*** Text Section Begins ***

Blessing CEO vows no apology over cancer controversy, admits raising N13m
Self-proclaimed relationship and mental health expert Blessing Okoro, popularly known as Blessing CEO, has insisted she owes no one an apology over her controversial breast cancer disclosure.
Okoro made the remarks in an interview with social media influencer Egungun of Lagos, posted on Saturday, where she also denied claims of a stage four diagnosis and admitted raising only N13m, not the N100m widely reported, in public donations.
“For what? Who did I hurt?” she said when asked to apologise to people who felt misled by her stage four claim.
“I think I’m not a doctor and maybe I just passed the message that a doctor gave to me.”
She also attributed the stage four claim to a possible miscommunication. “Maybe it’s miscommunication because that was what I was told, but I’m also trying to, when you do your biopsy, I want to have different options and be sure of what I’m doing,” she said.
Okoro said she was yet to receive a definitive cancer stage assessment from her oncologist.
“I don’t know the stage I am right now because I’ve run all the tests. In a few days’ time I’ll go back to my oncologist and they will be able to tell me the exact stage,” she said.

*** Text Section Ends ***
*** Record set Section Begins ***

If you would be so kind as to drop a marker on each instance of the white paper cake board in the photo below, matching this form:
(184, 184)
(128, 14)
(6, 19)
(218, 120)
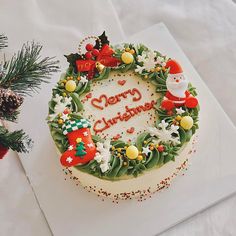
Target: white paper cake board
(70, 210)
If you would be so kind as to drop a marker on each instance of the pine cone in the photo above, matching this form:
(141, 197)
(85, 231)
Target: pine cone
(9, 101)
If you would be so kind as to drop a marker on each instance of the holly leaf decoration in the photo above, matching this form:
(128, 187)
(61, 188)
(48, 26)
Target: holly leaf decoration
(104, 40)
(72, 58)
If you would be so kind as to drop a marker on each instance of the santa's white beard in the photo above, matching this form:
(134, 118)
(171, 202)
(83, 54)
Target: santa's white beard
(177, 89)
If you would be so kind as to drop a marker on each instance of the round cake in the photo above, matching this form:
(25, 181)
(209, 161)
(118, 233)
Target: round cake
(123, 118)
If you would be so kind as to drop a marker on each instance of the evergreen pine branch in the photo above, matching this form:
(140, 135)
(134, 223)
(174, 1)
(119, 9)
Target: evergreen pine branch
(3, 41)
(27, 70)
(17, 141)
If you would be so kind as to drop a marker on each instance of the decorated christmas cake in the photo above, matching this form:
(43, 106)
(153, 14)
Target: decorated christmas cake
(123, 118)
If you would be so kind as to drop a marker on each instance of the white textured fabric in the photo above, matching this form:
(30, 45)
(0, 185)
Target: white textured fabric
(206, 31)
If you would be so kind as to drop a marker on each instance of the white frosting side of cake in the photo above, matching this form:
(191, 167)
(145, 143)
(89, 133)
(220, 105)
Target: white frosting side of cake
(146, 184)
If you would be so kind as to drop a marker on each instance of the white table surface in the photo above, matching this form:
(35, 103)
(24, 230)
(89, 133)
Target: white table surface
(204, 30)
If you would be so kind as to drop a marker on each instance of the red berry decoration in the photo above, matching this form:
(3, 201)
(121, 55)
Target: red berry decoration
(89, 47)
(95, 52)
(160, 148)
(88, 55)
(167, 105)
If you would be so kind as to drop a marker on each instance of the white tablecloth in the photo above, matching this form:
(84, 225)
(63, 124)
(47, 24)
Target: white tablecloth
(206, 31)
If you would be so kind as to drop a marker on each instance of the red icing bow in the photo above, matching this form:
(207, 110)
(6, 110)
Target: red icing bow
(105, 58)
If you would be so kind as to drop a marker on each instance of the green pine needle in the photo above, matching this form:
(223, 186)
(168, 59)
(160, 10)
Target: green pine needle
(17, 141)
(27, 70)
(10, 117)
(3, 41)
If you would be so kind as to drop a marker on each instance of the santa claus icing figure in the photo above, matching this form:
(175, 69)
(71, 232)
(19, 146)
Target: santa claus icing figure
(177, 94)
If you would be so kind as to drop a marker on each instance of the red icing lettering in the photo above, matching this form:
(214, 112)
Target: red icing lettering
(104, 101)
(103, 124)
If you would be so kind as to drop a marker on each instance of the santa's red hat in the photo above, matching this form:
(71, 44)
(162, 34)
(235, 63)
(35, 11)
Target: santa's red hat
(175, 67)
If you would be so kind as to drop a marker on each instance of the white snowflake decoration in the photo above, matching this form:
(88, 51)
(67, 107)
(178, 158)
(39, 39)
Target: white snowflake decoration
(165, 134)
(61, 105)
(149, 60)
(103, 155)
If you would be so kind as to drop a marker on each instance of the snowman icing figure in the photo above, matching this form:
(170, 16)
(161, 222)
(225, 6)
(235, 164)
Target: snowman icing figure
(177, 89)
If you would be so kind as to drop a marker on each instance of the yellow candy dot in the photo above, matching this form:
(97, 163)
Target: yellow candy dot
(132, 152)
(140, 158)
(186, 122)
(178, 117)
(70, 86)
(127, 57)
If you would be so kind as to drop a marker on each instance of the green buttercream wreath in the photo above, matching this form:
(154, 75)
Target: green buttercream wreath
(156, 146)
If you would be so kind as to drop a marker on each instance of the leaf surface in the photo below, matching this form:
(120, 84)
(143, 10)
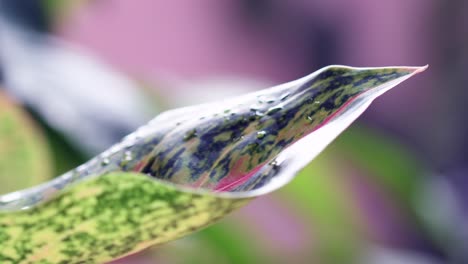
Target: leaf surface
(187, 168)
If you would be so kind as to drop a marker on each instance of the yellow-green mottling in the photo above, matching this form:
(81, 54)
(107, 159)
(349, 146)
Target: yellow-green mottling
(105, 218)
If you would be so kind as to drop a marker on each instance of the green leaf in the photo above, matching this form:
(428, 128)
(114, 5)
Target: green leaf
(191, 166)
(24, 157)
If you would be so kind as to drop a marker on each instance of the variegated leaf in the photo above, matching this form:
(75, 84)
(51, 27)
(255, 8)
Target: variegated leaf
(189, 167)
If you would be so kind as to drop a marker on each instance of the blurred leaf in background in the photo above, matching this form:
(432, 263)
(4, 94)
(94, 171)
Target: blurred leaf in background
(24, 154)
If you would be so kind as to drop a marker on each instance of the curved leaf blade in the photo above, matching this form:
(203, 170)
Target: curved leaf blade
(229, 152)
(23, 151)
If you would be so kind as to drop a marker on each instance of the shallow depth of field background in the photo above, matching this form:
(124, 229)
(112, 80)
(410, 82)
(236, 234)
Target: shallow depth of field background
(392, 189)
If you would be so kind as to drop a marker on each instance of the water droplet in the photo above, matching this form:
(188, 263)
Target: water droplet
(190, 134)
(274, 110)
(261, 134)
(274, 163)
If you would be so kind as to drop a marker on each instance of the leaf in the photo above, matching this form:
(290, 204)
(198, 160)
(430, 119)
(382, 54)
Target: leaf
(23, 151)
(190, 167)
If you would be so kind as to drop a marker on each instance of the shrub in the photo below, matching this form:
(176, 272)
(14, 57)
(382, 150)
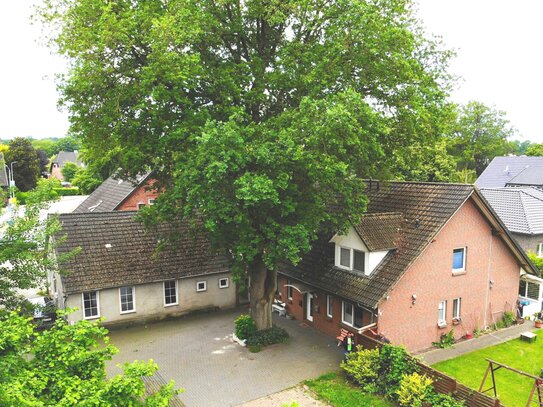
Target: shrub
(362, 367)
(394, 363)
(413, 390)
(267, 337)
(245, 326)
(443, 400)
(446, 340)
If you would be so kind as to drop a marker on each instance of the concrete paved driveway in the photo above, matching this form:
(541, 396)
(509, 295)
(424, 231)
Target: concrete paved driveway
(199, 354)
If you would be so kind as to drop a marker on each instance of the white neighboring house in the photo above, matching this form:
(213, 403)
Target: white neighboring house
(118, 275)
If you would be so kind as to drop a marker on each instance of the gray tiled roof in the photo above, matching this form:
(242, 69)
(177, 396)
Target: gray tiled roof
(109, 195)
(116, 250)
(532, 175)
(520, 209)
(425, 208)
(502, 170)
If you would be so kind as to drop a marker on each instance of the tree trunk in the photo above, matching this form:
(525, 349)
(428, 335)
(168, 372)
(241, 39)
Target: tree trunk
(261, 291)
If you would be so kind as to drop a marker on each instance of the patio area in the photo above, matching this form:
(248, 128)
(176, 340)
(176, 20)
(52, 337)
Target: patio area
(198, 353)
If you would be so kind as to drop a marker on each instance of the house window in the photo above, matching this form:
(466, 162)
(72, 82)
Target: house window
(329, 309)
(170, 293)
(359, 261)
(289, 289)
(459, 259)
(90, 305)
(442, 312)
(345, 257)
(126, 295)
(529, 290)
(456, 308)
(347, 313)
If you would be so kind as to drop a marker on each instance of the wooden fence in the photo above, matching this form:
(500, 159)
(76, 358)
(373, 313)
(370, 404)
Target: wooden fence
(442, 382)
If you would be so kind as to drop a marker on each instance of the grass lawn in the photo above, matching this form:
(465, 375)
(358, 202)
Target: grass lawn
(335, 390)
(513, 389)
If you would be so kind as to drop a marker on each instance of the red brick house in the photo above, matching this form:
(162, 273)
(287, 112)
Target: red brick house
(426, 258)
(116, 194)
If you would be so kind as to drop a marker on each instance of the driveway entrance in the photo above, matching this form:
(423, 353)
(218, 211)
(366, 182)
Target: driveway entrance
(197, 352)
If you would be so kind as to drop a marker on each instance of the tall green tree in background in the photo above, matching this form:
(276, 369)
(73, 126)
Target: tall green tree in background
(480, 134)
(27, 169)
(258, 116)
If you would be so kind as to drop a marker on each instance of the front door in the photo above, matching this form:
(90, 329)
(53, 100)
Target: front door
(309, 307)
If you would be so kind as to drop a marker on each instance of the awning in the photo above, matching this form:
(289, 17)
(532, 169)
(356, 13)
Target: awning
(300, 287)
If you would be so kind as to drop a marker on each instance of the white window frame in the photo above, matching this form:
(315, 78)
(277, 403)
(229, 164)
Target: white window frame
(164, 294)
(97, 304)
(133, 300)
(329, 306)
(338, 263)
(465, 252)
(457, 308)
(343, 313)
(442, 306)
(224, 279)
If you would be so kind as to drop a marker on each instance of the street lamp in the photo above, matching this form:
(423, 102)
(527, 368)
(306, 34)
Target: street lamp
(12, 181)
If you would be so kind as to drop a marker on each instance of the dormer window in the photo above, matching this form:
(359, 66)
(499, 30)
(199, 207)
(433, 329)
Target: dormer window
(352, 259)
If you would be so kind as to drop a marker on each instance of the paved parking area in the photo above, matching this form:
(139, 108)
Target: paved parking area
(199, 354)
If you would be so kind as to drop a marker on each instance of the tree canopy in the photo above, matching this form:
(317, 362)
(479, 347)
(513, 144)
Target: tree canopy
(26, 170)
(260, 117)
(65, 366)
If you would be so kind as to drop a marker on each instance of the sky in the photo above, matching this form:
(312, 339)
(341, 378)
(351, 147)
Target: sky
(498, 46)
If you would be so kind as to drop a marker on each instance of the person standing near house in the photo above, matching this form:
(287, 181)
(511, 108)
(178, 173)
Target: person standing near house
(348, 344)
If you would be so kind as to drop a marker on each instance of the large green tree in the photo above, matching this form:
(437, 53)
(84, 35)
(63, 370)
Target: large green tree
(480, 134)
(259, 117)
(26, 167)
(65, 366)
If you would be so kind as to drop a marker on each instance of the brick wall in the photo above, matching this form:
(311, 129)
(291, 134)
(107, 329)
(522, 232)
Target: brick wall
(488, 287)
(141, 194)
(297, 308)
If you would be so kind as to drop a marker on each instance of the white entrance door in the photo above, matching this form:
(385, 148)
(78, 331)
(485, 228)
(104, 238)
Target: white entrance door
(309, 309)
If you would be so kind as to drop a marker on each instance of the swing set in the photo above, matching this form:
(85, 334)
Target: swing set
(536, 388)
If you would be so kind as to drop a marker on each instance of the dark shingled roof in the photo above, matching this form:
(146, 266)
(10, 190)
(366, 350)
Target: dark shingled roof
(109, 195)
(64, 157)
(502, 170)
(425, 208)
(380, 231)
(116, 250)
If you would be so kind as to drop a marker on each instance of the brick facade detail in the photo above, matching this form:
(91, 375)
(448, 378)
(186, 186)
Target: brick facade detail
(141, 195)
(487, 288)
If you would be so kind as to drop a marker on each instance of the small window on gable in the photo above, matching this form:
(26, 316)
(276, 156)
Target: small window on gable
(459, 259)
(345, 257)
(223, 282)
(359, 261)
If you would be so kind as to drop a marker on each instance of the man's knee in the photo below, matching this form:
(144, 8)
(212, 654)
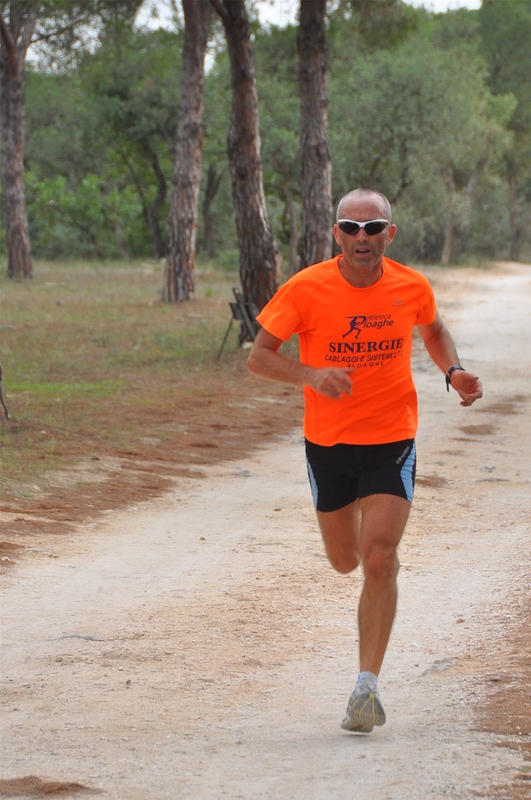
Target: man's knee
(343, 562)
(380, 561)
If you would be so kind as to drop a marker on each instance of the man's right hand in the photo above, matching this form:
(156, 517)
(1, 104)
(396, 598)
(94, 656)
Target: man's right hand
(330, 381)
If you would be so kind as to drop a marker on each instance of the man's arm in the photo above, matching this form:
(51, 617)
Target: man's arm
(440, 345)
(267, 362)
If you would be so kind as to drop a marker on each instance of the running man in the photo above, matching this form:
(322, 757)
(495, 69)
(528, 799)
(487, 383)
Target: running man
(354, 316)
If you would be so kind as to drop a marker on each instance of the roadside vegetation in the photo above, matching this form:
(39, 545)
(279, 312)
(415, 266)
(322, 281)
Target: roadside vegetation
(93, 359)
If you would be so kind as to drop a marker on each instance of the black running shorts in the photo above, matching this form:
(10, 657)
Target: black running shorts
(342, 473)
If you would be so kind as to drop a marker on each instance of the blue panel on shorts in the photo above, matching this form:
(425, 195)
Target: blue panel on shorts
(406, 473)
(313, 483)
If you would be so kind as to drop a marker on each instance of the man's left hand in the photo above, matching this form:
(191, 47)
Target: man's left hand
(467, 385)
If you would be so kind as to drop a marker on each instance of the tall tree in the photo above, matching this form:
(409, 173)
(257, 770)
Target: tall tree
(316, 165)
(57, 21)
(179, 274)
(259, 257)
(505, 28)
(16, 33)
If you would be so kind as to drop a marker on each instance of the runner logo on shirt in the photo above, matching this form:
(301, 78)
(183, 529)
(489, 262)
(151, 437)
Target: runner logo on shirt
(358, 322)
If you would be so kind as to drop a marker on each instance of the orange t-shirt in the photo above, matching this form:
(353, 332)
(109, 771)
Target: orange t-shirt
(369, 330)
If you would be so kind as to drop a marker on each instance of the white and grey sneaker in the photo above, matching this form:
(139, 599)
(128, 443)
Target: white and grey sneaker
(364, 709)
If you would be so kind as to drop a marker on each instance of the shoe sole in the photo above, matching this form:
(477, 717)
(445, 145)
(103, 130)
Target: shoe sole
(362, 717)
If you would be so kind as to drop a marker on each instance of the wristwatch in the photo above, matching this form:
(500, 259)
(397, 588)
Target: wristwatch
(449, 375)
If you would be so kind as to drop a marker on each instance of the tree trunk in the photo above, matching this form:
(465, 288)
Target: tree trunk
(516, 233)
(153, 212)
(446, 256)
(293, 264)
(212, 185)
(316, 166)
(179, 284)
(15, 41)
(259, 257)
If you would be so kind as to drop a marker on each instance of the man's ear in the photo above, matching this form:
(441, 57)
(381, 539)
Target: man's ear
(391, 233)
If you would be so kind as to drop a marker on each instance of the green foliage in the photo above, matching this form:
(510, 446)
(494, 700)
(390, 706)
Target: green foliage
(432, 109)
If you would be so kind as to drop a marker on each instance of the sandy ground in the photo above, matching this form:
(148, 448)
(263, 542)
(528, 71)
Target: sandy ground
(200, 646)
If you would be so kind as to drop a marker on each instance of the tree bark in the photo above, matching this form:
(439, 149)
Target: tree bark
(15, 40)
(259, 257)
(316, 165)
(213, 179)
(153, 212)
(516, 233)
(179, 284)
(446, 256)
(293, 263)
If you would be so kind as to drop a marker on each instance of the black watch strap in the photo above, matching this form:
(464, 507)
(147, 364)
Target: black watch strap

*** Record set Section Ends ***

Work to complete >>
(A) Condense the article's paragraph beginning "Okoro made the remarks" into a bulleted list that keeps its main facts.
(B) Return the article's text from "She also attributed" to "from her oncologist.".
(C) According to the article, how much did Okoro admit raising in public donations?

Numbered answers >>
(A)
- Okoro made the remarks in an interview with social media influencer Egungun of Lagos, posted on Saturday.
- She denied claims of a stage four diagnosis.
- She admitted raising only N13m in public donations, not the widely reported N100m.

(B)
She also attributed the stage four claim to a possible miscommunication. “Maybe it’s miscommunication because that was what I was told, but I’m also trying to, when you do your biopsy, I want to have different options and be sure of what I’m doing,” she said.
Okoro said she was yet to receive a definitive cancer stage assessment from her oncologist.

(C) N13m, not the N100m that was widely reported.